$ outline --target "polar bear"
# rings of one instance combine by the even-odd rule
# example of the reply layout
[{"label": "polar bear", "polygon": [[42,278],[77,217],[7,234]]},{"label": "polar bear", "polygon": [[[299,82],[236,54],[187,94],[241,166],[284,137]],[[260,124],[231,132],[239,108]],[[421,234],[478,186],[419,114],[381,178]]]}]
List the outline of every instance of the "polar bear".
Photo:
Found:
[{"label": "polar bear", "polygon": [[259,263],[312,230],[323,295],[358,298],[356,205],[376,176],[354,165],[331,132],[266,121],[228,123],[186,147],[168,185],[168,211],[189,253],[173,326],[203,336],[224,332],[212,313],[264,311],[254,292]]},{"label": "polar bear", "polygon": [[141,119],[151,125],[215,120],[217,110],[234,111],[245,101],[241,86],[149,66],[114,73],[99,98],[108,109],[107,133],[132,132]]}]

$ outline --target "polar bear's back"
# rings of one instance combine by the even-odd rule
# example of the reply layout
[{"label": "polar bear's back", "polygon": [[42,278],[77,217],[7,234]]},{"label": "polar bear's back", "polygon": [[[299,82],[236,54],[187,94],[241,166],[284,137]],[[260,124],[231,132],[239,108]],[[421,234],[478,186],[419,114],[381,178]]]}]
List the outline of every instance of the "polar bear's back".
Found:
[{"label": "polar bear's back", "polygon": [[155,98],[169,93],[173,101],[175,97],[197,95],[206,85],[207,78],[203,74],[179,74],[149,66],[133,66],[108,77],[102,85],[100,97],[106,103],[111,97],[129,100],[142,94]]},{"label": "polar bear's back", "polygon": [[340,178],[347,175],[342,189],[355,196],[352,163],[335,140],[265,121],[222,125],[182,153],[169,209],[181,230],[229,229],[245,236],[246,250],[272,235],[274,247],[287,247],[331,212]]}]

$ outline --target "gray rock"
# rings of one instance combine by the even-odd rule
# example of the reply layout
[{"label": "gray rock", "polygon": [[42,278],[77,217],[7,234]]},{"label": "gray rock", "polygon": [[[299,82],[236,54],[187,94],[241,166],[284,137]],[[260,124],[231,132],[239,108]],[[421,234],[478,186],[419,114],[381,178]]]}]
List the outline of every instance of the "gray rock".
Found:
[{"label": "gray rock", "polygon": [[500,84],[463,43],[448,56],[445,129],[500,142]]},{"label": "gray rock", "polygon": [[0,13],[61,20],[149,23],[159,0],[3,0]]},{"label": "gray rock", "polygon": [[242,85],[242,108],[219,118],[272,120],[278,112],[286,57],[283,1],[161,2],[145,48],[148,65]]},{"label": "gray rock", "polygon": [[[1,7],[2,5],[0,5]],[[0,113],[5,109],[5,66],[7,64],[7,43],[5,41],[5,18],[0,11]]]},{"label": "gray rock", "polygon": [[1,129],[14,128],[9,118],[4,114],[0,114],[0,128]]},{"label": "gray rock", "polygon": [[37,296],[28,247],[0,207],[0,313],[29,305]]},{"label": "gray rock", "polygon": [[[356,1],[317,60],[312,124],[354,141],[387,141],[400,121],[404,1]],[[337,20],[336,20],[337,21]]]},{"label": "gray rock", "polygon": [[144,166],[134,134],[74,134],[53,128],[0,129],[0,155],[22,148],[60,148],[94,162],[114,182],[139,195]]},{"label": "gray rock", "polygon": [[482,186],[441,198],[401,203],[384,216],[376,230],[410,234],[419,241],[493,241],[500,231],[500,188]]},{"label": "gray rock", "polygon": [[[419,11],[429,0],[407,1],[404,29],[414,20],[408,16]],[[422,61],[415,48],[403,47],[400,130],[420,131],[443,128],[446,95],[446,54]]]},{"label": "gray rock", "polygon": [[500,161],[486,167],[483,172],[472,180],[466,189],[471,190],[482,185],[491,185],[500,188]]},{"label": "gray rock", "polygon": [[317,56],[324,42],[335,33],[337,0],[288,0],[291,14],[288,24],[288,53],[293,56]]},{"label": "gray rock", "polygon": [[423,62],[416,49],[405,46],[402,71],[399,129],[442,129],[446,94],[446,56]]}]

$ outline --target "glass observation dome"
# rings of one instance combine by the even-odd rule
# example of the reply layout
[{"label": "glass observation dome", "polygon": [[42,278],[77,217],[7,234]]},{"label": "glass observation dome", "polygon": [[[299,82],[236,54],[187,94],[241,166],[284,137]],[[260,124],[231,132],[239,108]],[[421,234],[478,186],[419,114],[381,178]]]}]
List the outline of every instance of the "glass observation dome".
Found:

++++

◆ Description of the task
Extract every entry above as it appears.

◆ Complete response
$ outline --target "polar bear"
# rings of one instance combine by the even-odd rule
# example of the reply layout
[{"label": "polar bear", "polygon": [[42,278],[77,217],[7,234]]},{"label": "polar bear", "polygon": [[[299,82],[236,54],[187,94],[241,166],[284,137]],[[260,124],[231,132],[239,108]],[[421,234],[478,186],[419,114],[381,178]]]}]
List the outline of every instance of the "polar bear".
Photo:
Found:
[{"label": "polar bear", "polygon": [[259,263],[312,230],[323,295],[358,298],[356,205],[376,176],[354,165],[331,132],[266,121],[228,123],[186,147],[168,185],[168,211],[189,253],[173,326],[203,336],[224,332],[212,313],[264,311],[254,292]]},{"label": "polar bear", "polygon": [[141,119],[151,125],[215,120],[217,110],[234,111],[245,101],[241,86],[149,66],[114,73],[99,98],[108,109],[107,133],[132,132]]}]

$ outline --target "polar bear's back"
# rings of one instance combine by the even-odd rule
# example of the reply layout
[{"label": "polar bear's back", "polygon": [[42,278],[77,217],[7,234]]},{"label": "polar bear's back", "polygon": [[[299,82],[236,54],[187,94],[241,166],[284,137]],[[260,124],[231,132],[239,108]],[[421,234],[478,186],[419,114],[381,178]]]}]
List the outline of every instance of the "polar bear's back".
Found:
[{"label": "polar bear's back", "polygon": [[155,98],[169,93],[173,101],[175,97],[197,95],[206,85],[207,78],[203,74],[179,74],[149,66],[133,66],[108,77],[102,85],[100,97],[106,103],[111,97],[129,100],[142,94]]},{"label": "polar bear's back", "polygon": [[340,178],[347,175],[342,189],[355,196],[352,163],[335,140],[265,121],[222,125],[182,153],[169,209],[181,230],[229,229],[245,236],[246,250],[272,235],[274,247],[287,247],[331,212]]}]

$ outline --target "gray rock"
# rings of one instance combine by the even-odd rule
# example of the reply layout
[{"label": "gray rock", "polygon": [[42,278],[77,217],[7,234]]},{"label": "gray rock", "polygon": [[[299,82],[236,54],[187,94],[241,166],[284,137]],[[260,124],[231,132],[239,108]],[[421,234],[478,186],[419,114],[381,178]]]}]
List the outline of every instance of the "gray rock".
Found:
[{"label": "gray rock", "polygon": [[500,84],[463,43],[448,56],[445,129],[500,142]]},{"label": "gray rock", "polygon": [[0,13],[61,20],[149,23],[159,0],[3,0]]},{"label": "gray rock", "polygon": [[242,85],[242,108],[219,118],[272,120],[278,112],[286,57],[283,1],[161,2],[145,48],[148,65]]},{"label": "gray rock", "polygon": [[[1,7],[2,5],[0,5]],[[0,113],[5,109],[5,66],[7,64],[7,43],[5,41],[5,18],[0,11]]]},{"label": "gray rock", "polygon": [[1,129],[14,128],[9,118],[4,114],[0,114],[0,128]]},{"label": "gray rock", "polygon": [[37,296],[28,247],[0,207],[0,313],[29,305]]},{"label": "gray rock", "polygon": [[[356,1],[317,60],[312,124],[354,141],[387,141],[400,121],[404,1]],[[337,20],[336,20],[337,21]]]},{"label": "gray rock", "polygon": [[144,166],[134,134],[74,134],[53,128],[0,129],[0,155],[22,148],[60,148],[94,162],[114,182],[139,195]]},{"label": "gray rock", "polygon": [[482,186],[441,198],[401,203],[384,216],[376,230],[410,234],[419,241],[493,241],[500,231],[500,188]]},{"label": "gray rock", "polygon": [[[419,11],[429,0],[407,1],[404,29],[414,20],[408,16]],[[422,61],[415,48],[403,47],[400,130],[420,131],[443,128],[446,95],[446,54]]]},{"label": "gray rock", "polygon": [[500,161],[486,167],[483,172],[472,180],[466,189],[471,190],[482,185],[491,185],[500,188]]},{"label": "gray rock", "polygon": [[317,56],[324,42],[335,33],[337,0],[288,0],[291,14],[288,24],[288,53],[293,56]]},{"label": "gray rock", "polygon": [[423,62],[416,49],[405,46],[402,71],[399,129],[442,129],[446,94],[446,56]]}]

$ outline --target "glass observation dome"
# rings of one instance combine by the even-odd rule
# example of the reply layout
[{"label": "glass observation dome", "polygon": [[42,278],[77,217],[7,234]]},{"label": "glass observation dome", "polygon": [[[299,82],[236,54],[187,94],[241,166],[284,137]],[[260,124],[231,132],[239,108]],[[421,234],[478,186],[419,114],[381,178]]]}]
List the outline of every instance of the "glass observation dome".
Found:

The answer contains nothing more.